• **Records from a data collection**:

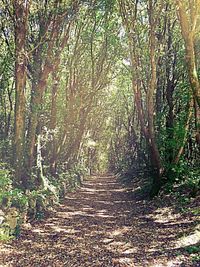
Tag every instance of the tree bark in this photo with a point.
(188, 26)
(21, 10)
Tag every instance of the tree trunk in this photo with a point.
(21, 10)
(53, 149)
(188, 26)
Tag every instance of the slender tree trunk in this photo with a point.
(188, 26)
(53, 149)
(154, 152)
(21, 10)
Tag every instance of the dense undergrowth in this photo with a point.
(19, 206)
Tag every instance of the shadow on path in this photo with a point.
(99, 225)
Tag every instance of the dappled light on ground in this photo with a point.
(102, 225)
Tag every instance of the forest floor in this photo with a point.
(104, 224)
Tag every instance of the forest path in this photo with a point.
(99, 225)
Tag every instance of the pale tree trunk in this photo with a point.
(21, 10)
(154, 152)
(188, 21)
(129, 13)
(53, 120)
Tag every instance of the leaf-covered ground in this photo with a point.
(102, 224)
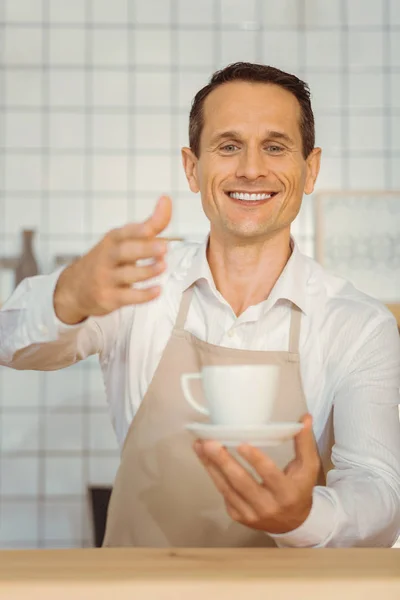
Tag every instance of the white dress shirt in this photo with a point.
(349, 358)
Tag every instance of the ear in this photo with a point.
(189, 161)
(313, 164)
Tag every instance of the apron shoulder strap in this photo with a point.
(184, 308)
(294, 335)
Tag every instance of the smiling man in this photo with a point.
(245, 296)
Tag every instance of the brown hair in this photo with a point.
(243, 71)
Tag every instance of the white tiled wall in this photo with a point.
(94, 100)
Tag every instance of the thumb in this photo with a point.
(160, 218)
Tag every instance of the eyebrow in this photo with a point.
(271, 135)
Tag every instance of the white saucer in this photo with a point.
(272, 434)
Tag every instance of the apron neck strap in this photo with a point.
(294, 335)
(184, 308)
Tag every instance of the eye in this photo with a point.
(229, 148)
(274, 149)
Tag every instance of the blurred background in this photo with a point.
(94, 104)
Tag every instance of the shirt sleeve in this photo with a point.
(32, 337)
(360, 505)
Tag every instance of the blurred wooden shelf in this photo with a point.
(198, 573)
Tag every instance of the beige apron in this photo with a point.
(162, 495)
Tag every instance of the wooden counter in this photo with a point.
(192, 574)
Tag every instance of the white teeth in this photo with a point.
(254, 197)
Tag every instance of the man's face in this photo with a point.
(251, 144)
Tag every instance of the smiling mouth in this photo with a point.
(251, 197)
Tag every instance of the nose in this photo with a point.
(252, 164)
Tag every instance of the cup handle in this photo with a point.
(185, 379)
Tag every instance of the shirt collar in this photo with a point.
(291, 284)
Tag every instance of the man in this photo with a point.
(247, 295)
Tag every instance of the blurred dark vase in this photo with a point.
(27, 265)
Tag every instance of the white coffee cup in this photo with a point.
(235, 394)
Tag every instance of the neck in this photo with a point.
(246, 274)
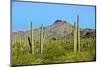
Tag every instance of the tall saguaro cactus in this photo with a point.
(78, 33)
(41, 39)
(75, 37)
(31, 41)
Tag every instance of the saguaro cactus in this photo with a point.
(78, 33)
(41, 39)
(75, 37)
(30, 39)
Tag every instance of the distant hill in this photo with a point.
(60, 29)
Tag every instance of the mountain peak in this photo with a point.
(59, 21)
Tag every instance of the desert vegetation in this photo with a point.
(46, 51)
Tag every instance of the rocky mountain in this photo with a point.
(60, 29)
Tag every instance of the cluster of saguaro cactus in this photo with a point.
(77, 36)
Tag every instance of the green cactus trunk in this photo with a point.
(78, 33)
(31, 39)
(41, 39)
(75, 37)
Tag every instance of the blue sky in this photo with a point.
(42, 13)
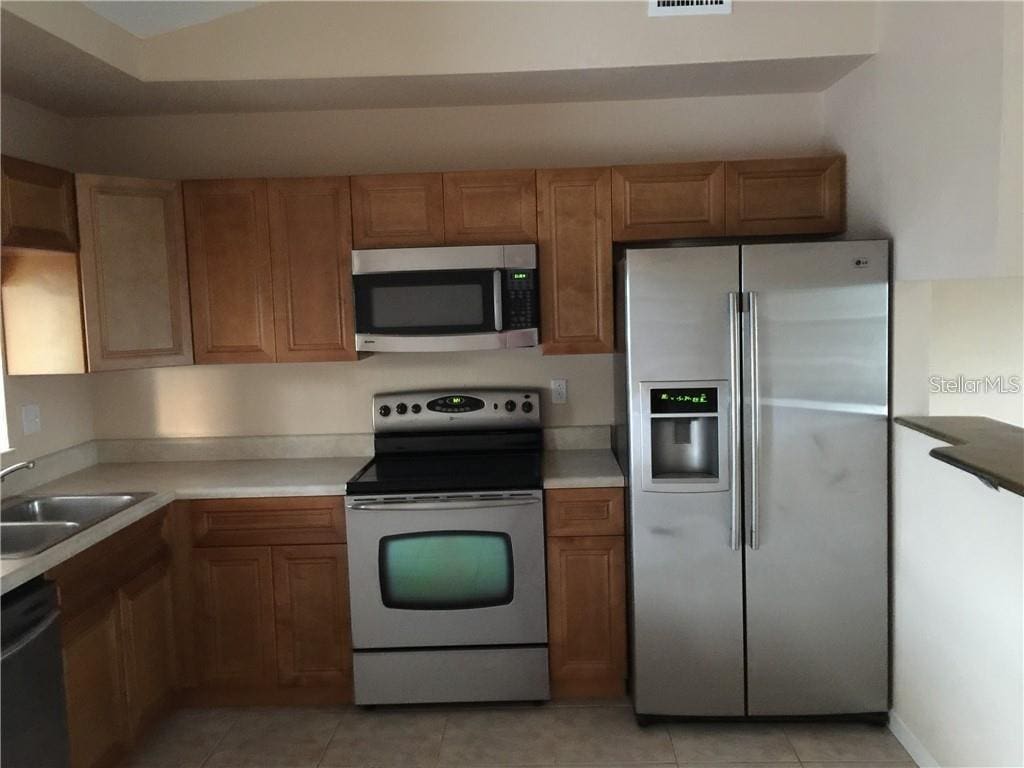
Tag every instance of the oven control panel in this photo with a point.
(436, 410)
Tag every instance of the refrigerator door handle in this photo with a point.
(734, 421)
(755, 422)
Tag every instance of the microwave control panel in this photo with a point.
(520, 299)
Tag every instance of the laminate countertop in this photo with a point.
(241, 479)
(991, 451)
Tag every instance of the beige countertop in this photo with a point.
(240, 479)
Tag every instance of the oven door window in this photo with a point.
(445, 301)
(445, 569)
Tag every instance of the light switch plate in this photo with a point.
(31, 422)
(559, 390)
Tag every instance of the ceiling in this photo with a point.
(147, 17)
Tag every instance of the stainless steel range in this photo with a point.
(445, 550)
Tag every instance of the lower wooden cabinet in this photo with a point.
(97, 706)
(270, 613)
(586, 593)
(117, 629)
(235, 615)
(147, 624)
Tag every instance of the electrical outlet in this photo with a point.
(31, 422)
(559, 390)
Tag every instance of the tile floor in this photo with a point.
(602, 734)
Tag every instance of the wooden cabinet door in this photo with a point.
(310, 587)
(134, 272)
(587, 615)
(229, 270)
(656, 202)
(489, 207)
(397, 210)
(38, 206)
(146, 617)
(311, 249)
(235, 616)
(574, 239)
(94, 686)
(803, 196)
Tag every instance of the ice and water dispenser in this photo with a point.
(685, 436)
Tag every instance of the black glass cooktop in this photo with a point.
(408, 473)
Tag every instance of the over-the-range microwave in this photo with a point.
(445, 299)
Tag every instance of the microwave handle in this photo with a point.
(498, 299)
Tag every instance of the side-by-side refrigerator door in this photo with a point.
(816, 331)
(685, 515)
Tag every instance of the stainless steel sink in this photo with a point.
(31, 524)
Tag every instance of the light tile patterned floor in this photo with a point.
(581, 735)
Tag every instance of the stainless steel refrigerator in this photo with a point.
(753, 420)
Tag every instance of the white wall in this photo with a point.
(958, 608)
(932, 131)
(65, 401)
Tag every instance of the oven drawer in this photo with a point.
(244, 522)
(466, 569)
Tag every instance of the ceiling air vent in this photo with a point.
(687, 7)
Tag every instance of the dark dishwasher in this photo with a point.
(33, 722)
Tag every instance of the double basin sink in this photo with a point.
(30, 524)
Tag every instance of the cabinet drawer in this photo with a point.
(801, 196)
(585, 512)
(246, 522)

• **What is required**: In the records above, return only the line that contains "Tag every instance of the microwave handle" and every line after it through the last, exactly as they appear.

• **Reply**:
Tag every instance of the microwave handle in this photo with a point.
(498, 299)
Tag every instance of the side-by-side refrigerator door in this photo with a point.
(816, 331)
(685, 515)
Tag every instance of the stainless steel sink in this photo with a point.
(31, 524)
Tag every instance of the light tile patterned floor in this photo with a point.
(581, 735)
Tag every instance of the stainless steel refrigerator in this photo with a point.
(753, 420)
Tag every instance of the white wall in this photo with a point.
(958, 608)
(932, 131)
(65, 401)
Tag every instance of the oven drawer in this photo with a point.
(244, 522)
(466, 569)
Tag every instance of the ceiling air vent in this photo with a point.
(687, 7)
Tag every instance of the dark dishwasher in this photo with a point.
(33, 722)
Tag every instance of the double basin sink in this photo with a point.
(30, 524)
Tag every instance of the cabinet drawer in this photo with a point.
(801, 196)
(585, 512)
(246, 522)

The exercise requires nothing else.